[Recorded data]
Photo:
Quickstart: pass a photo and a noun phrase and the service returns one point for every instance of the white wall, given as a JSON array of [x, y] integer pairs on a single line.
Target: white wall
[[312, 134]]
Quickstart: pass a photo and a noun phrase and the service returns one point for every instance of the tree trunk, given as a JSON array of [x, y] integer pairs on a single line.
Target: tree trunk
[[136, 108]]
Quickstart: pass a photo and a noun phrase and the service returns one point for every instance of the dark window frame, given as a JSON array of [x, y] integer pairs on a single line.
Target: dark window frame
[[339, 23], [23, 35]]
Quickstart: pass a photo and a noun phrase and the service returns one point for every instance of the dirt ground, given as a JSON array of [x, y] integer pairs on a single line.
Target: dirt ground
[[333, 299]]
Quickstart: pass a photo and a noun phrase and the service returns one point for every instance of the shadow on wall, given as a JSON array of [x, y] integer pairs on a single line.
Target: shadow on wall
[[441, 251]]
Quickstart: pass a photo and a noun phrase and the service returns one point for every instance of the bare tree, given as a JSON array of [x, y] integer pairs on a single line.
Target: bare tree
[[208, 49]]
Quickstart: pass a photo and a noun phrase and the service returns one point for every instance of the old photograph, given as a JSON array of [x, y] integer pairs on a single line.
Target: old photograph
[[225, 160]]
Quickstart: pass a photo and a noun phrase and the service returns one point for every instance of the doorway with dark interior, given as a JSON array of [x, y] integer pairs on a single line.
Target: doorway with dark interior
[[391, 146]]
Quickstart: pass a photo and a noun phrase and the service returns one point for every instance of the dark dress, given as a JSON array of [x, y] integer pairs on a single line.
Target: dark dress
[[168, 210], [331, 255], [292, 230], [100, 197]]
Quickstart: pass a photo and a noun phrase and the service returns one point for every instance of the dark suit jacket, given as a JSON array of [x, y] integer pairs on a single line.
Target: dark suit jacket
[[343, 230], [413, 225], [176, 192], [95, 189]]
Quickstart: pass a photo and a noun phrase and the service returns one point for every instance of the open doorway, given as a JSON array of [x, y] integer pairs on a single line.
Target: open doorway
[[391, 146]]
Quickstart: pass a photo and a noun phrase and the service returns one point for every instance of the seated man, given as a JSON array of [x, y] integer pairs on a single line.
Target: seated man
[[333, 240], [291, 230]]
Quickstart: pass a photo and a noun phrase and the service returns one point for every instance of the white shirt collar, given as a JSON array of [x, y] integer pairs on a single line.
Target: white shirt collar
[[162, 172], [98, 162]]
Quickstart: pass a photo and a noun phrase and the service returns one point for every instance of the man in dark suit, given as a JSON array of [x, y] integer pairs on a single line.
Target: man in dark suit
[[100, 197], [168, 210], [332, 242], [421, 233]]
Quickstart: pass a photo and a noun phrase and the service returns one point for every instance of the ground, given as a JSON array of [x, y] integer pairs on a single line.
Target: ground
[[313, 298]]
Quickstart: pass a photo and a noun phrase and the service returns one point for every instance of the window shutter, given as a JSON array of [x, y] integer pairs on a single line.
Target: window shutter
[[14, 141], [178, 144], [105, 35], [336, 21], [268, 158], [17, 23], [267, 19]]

| REQUIRED WORK |
Repeat the data in full. Alter nothing.

| WORKED SOLUTION |
Photo:
Quickstart: pass a photo and a noun phrase and the service returns one point for every instance of the white wall, given as a JSON array of [x, y] integer pairs on a single line.
Target: white wall
[[312, 134]]
Quickstart: pass a photo and a noun phrase and the service returns one point for every instance of the tree trunk, given as a JSON array of [x, y] integer pairs on a single line.
Target: tree trunk
[[136, 108]]
Quickstart: pass a photo and a noun phrase and the service returns one point for every instance of the dark window frame, given as a JSON array of [x, y] integer pairs on a single line.
Target: dark window frame
[[339, 23], [23, 35]]
Quickstart: pass a photo and a noun phrase and the service returns one point for every instance of the dirt ground, given as a JSON array of [x, y] integer pairs on a single line.
Target: dirt ground
[[333, 299]]
Quickstart: pass a photo and a noun phrase and the service returns one point for every instance of the shadow on wall, given as a JSON array of [x, y] integer pairs on a single line.
Target: shadow on wall
[[441, 251]]
Quickstart: pass a photo and a noun phrase and the service returns one point for every instance of the bare tree, given as a JSON array of [x, y] integer pairs on a single line.
Target: bare tree
[[208, 49]]
Quickstart: pass a photo and a noun phrase and the service returns one point for every instance of the old photograph, given as a JSON array of [x, y] integer pairs on a single line.
Target: old photograph
[[225, 160]]
Quickstart: pass a photo and a noun phrase and the service returns one point for every instance of the doorway with dark interior, given as a JSON array of [x, y] integer pairs on a single line.
Target: doorway with dark interior
[[391, 146]]
Quickstart: pass a photo and a noun phrase and the service returns one point for every instance of the dark dress, given as a JSON array of [x, y] integer pairs on a single line.
Target: dark dress
[[168, 210], [331, 255], [292, 230], [100, 197]]
Quickstart: pass a photo and a noun phrase and the service returns one point for every instance of the dark suit jacket, given as a JSON array of [x, y] integer pairs on a single line.
Target: dark suit jacket
[[343, 230], [413, 225], [176, 192], [95, 189]]
Quickstart: pass a photo and a noun phrase and the service returns one point for every instance of the open doorway, given as a JSON array of [x, y] integer pairs on a single line.
Target: open doorway
[[391, 146]]
Quickstart: pass a photo and a noun phrase and the service returns one point for every instance of the seated man, given as a JSON array of [x, y] integer pairs on a single line.
Target: seated man
[[333, 240], [291, 230]]
Quickstart: pass a photo and a noun phrase and the service returns one point for every instance of the white shirt collar, given as a JSON array of [x, y] integer pairs on a single line.
Target: white shirt collar
[[162, 172], [98, 162]]
Quickstart: pass a photo and a noun phrase and the service returns one point for every instance of the man in dark suit, given as a JSON array of [x, y] integer pairs on a single line.
Target: man in dark suit
[[100, 197], [168, 210], [332, 242], [421, 233]]
Quickstart: pass a photo and a noun phrase and the service returns one point for every instance of the ground, given as a JSON array of [x, y] integer pairs on a single line.
Target: ground
[[313, 298]]
Quickstart: pass a photo and a noun phrase and the service returns one point for every instance of the window shutter, given as a JSON array of [x, y] integer pairs on a single line.
Target: window shutter
[[14, 141], [178, 144], [105, 35], [336, 21], [268, 158], [17, 23], [267, 19]]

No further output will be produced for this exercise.